=== TEXT FOR ANALYSIS ===
Phosphofructokinase-2 (6-phosphofructo-2-kinase, PFK-2) or fructose bisphosphatase-2 (FBPase-2), is an enzyme indirectly responsible for regulating the rates of glycolysis and gluconeogenesis in cells. It catalyzes formation and degradation of a significant allosteric regulator, fructose-2,6-bisphosphate (Fru-2,6-P_{2}) from substrate fructose-6-phosphate. Fru-2,6-P_{2} contributes to the rate-determining step of glycolysis as it activates enzyme phosphofructokinase 1 in the glycolysis pathway, and inhibits fructose-1,6-bisphosphatase 1 in gluconeogenesis. Since Fru-2,6-P_{2} differentially regulates glycolysis and gluconeogenesis, it can act as a key signal to switch between the opposing pathways. Because PFK-2 produces Fru-2,6-P_{2} in response to hormonal signaling, metabolism can be more sensitively and efficiently controlled to align with the organism's glycolytic needs. This enzyme participates in fructose and mannose metabolism. The enzyme is important in the regulation of hepatic carbohydrate metabolism and is found in greatest quantities in the liver, kidney and heart. In mammals, several genes often encode different isoforms, each of which differs in its tissue distribution and enzymatic activity. The family described here bears a resemblance to the ATP-driven phospho-fructokinases; however, they share little sequence similarity, although a few residues seem key to their interaction with fructose 6-phosphate.
=== DATA PROVIDED ===
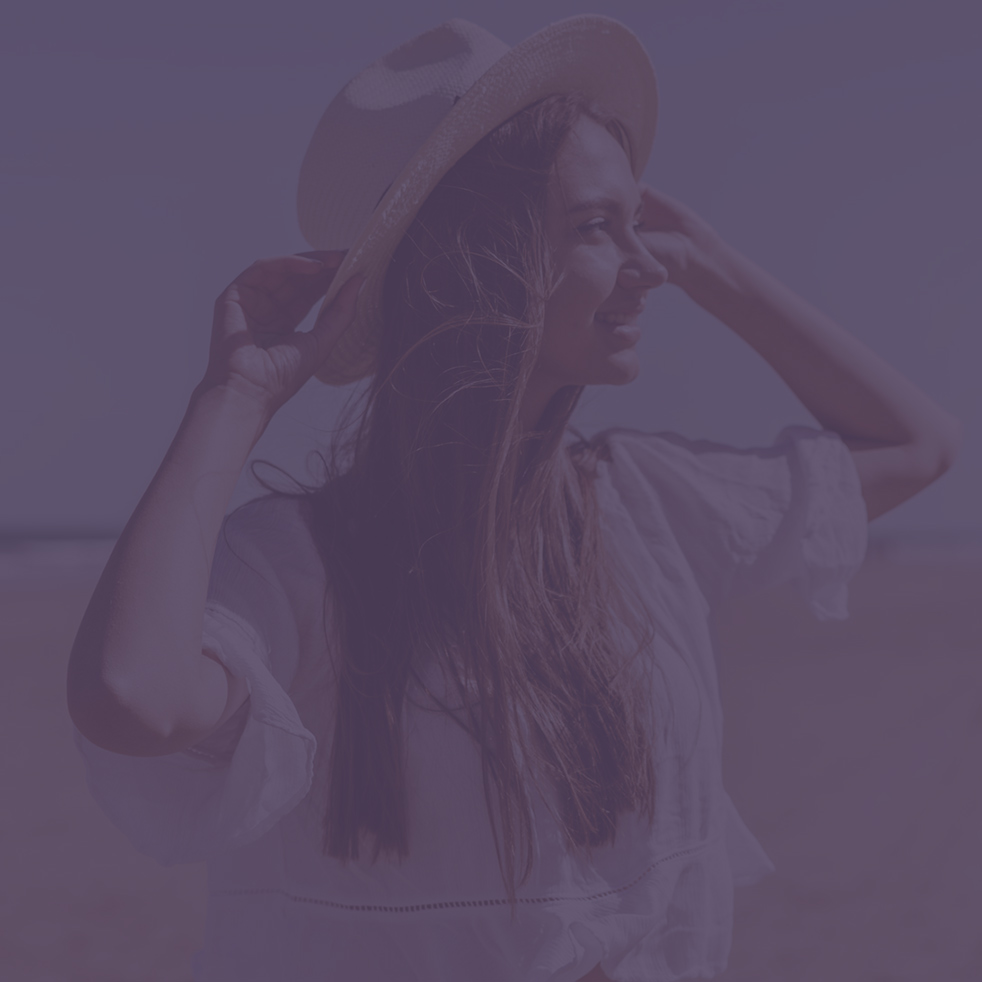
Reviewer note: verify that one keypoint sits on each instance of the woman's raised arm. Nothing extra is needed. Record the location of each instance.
(138, 682)
(901, 440)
===
AIM OF THE EXERCISE ->
Continue the passage about the enzyme phosphofructokinase-2 from its last sentence.

OUTPUT OF THE TASK ->
PFK-2 is known as the "bifunctional enzyme" because of its notable structure: though both are located on one protein homodimer, its two domains act as independently functioning enzymes. One terminus serves as a kinase domain (for PFK-2) while the other terminus acts as a phosphatase domain (FBPase-2).

In mammals, genetic mechanisms encode different PFK-2 isoforms to accommodate tissue specific needs. While general function remains the same, isoforms feature slight differences in enzymatic properties and are controlled by different methods of regulation; these differences are discussed below.

== Structure ==
The monomers of the bifunctional protein are clearly divided into two functional domains. The kinase domain is located on the N-terminal. It consists of a central six-stranded β sheet, with five parallel strands and an antiparallel edge strand, surrounded by seven α helices. The domain contains nucleotide-binding fold (nbf) at the C-terminal end of the first β-strand. The PFK-2 domain appears to be closely related to the superfamily of mononucleotide binding proteins including adenylate cyclase.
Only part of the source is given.